### GIVEN TASK
Return all of the lines below exactly as they are.

### SUPPLIED INFORMATION
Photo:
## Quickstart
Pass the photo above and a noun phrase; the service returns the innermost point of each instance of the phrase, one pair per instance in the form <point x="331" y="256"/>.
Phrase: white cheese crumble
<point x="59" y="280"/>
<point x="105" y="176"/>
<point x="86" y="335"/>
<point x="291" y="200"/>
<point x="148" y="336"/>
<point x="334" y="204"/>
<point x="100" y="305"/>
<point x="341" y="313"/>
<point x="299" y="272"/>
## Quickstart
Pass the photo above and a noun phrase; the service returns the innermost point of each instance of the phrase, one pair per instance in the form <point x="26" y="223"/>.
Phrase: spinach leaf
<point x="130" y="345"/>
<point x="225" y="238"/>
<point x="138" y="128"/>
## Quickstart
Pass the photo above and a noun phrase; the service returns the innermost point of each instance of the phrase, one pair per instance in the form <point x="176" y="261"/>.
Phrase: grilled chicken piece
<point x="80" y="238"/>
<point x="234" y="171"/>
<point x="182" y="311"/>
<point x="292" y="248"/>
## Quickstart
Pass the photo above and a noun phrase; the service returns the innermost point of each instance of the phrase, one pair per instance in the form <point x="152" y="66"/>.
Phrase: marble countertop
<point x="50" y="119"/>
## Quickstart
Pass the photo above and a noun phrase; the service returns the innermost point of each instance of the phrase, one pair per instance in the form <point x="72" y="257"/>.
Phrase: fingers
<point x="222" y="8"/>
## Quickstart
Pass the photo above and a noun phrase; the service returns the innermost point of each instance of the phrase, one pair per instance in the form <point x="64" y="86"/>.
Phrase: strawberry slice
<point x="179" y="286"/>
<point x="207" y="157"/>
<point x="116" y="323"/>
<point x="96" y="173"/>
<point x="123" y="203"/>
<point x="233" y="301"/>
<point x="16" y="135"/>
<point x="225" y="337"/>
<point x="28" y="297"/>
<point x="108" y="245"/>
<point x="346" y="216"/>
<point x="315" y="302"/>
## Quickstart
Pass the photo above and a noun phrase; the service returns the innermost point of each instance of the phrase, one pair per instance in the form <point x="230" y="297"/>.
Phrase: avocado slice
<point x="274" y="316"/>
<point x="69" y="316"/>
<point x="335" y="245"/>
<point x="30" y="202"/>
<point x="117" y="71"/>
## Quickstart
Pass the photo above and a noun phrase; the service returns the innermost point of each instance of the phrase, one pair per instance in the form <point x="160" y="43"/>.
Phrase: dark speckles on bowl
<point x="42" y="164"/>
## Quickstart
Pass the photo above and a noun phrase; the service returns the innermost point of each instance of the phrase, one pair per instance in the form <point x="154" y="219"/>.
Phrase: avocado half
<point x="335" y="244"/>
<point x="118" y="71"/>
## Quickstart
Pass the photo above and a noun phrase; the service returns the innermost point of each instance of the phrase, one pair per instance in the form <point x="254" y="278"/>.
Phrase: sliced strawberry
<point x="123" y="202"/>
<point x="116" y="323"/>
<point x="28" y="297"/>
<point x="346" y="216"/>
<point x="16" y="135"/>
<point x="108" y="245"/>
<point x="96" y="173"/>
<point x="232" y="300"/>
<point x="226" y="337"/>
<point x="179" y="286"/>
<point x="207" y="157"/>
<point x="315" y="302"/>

### ANSWER FOR THIS EXERCISE
Photo:
## Quickstart
Pass the photo above and a noun phrase; the service returns the innermost point of each instance of the phrase, one pair per instance in the form <point x="331" y="256"/>.
Phrase: white cheese crumble
<point x="59" y="280"/>
<point x="105" y="176"/>
<point x="86" y="335"/>
<point x="291" y="200"/>
<point x="148" y="336"/>
<point x="334" y="204"/>
<point x="100" y="305"/>
<point x="341" y="313"/>
<point x="299" y="272"/>
## Quickstart
Pass the photo above and a noun phrase; the service returns the innermost point of each instance of the phrase, one pair per instance in the form <point x="26" y="223"/>.
Phrase: spinach leaf
<point x="130" y="345"/>
<point x="225" y="238"/>
<point x="138" y="128"/>
## Quickstart
Pass the photo above and a noun phrase; the service returns the innermost point of each instance of the phrase, one pair per instance in the form <point x="176" y="261"/>.
Phrase: grilled chicken piece
<point x="80" y="238"/>
<point x="234" y="171"/>
<point x="182" y="311"/>
<point x="292" y="248"/>
## Quickstart
Pass the photo above and a noun phrase; the service returns the innermost point of each instance of the phrase, one pair per instance in the form <point x="152" y="66"/>.
Phrase: marble countertop
<point x="50" y="119"/>
## Quickstart
Pass the photo above and a noun phrase; the service returns the innermost point of each instance of the phrase, one pair per instance in the form <point x="72" y="257"/>.
Phrase: fingers
<point x="222" y="8"/>
## Quickstart
Pass the photo above and a noun phrase; the service returns the innermost point of each instance of the phrase, one pair per instance in the form <point x="64" y="86"/>.
Phrase: strawberry slice
<point x="179" y="286"/>
<point x="207" y="157"/>
<point x="116" y="323"/>
<point x="96" y="173"/>
<point x="123" y="203"/>
<point x="233" y="301"/>
<point x="16" y="135"/>
<point x="225" y="337"/>
<point x="28" y="297"/>
<point x="108" y="245"/>
<point x="346" y="216"/>
<point x="315" y="302"/>
## Quickstart
Pass the photo above and a noun phrase; the service returns the innermost point of each instance of the phrase, one pair per instance in the form <point x="230" y="297"/>.
Phrase: avocado slice
<point x="274" y="316"/>
<point x="69" y="316"/>
<point x="335" y="245"/>
<point x="30" y="202"/>
<point x="117" y="71"/>
## Quickstart
Pass the photo above and a noun phrase; the service returns the innermost point of each instance of the phrase, one pair per instance in the form <point x="160" y="43"/>.
Phrase: dark speckles on bowl
<point x="42" y="164"/>
## Quickstart
Pass the photo above and a noun phrase; the service returns the innermost point of each instance of the phrase, one pair per instance in the form <point x="154" y="219"/>.
Phrase: avocado half
<point x="335" y="244"/>
<point x="118" y="71"/>
## Quickstart
Pass the photo above and a noun phrase; the service returns the innermost point of each instance of the phrase, one pair per instance in the form <point x="254" y="278"/>.
Phrase: sliced strawberry
<point x="123" y="202"/>
<point x="116" y="323"/>
<point x="28" y="297"/>
<point x="346" y="216"/>
<point x="16" y="135"/>
<point x="108" y="245"/>
<point x="96" y="173"/>
<point x="232" y="300"/>
<point x="226" y="337"/>
<point x="179" y="286"/>
<point x="207" y="157"/>
<point x="315" y="302"/>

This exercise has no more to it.